Extract to read:

######

The leaves also participate in the water-storage system. Each leaflet has a thick, waxy coating that gives ZZ plants their characteristic glossy appearance — this cuticle functions as a vapor barrier that slows moisture loss from the leaf surface. The result is a plant that manages its own hydration through multiple redundant systems, which is exactly why it tolerates the conditions most houseplants cannot.
Light: How Dark Can You Actually Go?
The ZZ plant’s low-light reputation is genuinely earned, not marketing. On the floor of its native East African forests, this plant grows beneath dense canopy cover where light levels are a small fraction of what full sun provides. That evolutionary background means it has adapted to extract photosynthetic value from limited light.

######

[Data for pointing to referred-to regions]
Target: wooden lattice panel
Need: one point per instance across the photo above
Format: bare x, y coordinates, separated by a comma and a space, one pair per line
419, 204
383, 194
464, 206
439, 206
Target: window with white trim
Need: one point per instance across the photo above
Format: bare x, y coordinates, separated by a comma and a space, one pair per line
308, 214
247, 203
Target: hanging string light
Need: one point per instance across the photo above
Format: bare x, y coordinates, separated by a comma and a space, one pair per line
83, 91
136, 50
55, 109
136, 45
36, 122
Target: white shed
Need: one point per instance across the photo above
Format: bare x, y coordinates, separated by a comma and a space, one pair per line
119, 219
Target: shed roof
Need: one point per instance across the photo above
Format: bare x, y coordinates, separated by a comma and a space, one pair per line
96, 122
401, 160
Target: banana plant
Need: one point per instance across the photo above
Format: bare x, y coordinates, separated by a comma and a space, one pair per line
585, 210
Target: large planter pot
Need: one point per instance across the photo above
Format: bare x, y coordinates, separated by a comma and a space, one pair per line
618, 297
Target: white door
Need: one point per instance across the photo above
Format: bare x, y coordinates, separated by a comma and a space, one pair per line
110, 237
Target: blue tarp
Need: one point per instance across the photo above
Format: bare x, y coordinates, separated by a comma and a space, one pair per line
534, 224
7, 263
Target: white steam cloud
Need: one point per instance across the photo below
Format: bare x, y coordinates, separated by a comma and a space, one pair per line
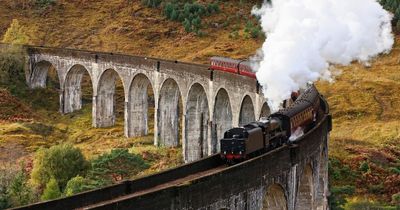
304, 37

######

Work order 1: According to the ZZ plant passage, what does the cuticle on each leaflet function as?
Work order 2: Retype the ZZ plant passage between "The leaves also" and "most houseplants cannot.", inclusive.
Work order 3: Based on the ZZ plant passage, answer yes or no to each statement and quote the words that decide it: (a) The glossy look of ZZ plants comes from a waxy coating on the leaflets. (b) The ZZ plant's reputation for tolerating low light is mostly marketing. (c) The ZZ plant is native to West African forests.
The data is separate material, unrelated to the ZZ plant passage.

Worked solution 1: A vapor barrier that slows moisture loss from the leaf surface.

Worked solution 2:
The leaves also participate in the water-storage system. Each leaflet has a thick, waxy coating that gives ZZ plants their characteristic glossy appearance — this cuticle functions as a vapor barrier that slows moisture loss from the leaf surface. The result is a plant that manages its own hydration through multiple redundant systems, which is exactly why it tolerates the conditions most houseplants cannot.

Worked solution 3:
(a) Yes: "Each leaflet has a thick, waxy coating that gives ZZ plants their characteristic glossy appearance"
(b) No: "The ZZ plant’s low-light reputation is genuinely earned, not marketing."
(c) No: "On the floor of its native East African forests"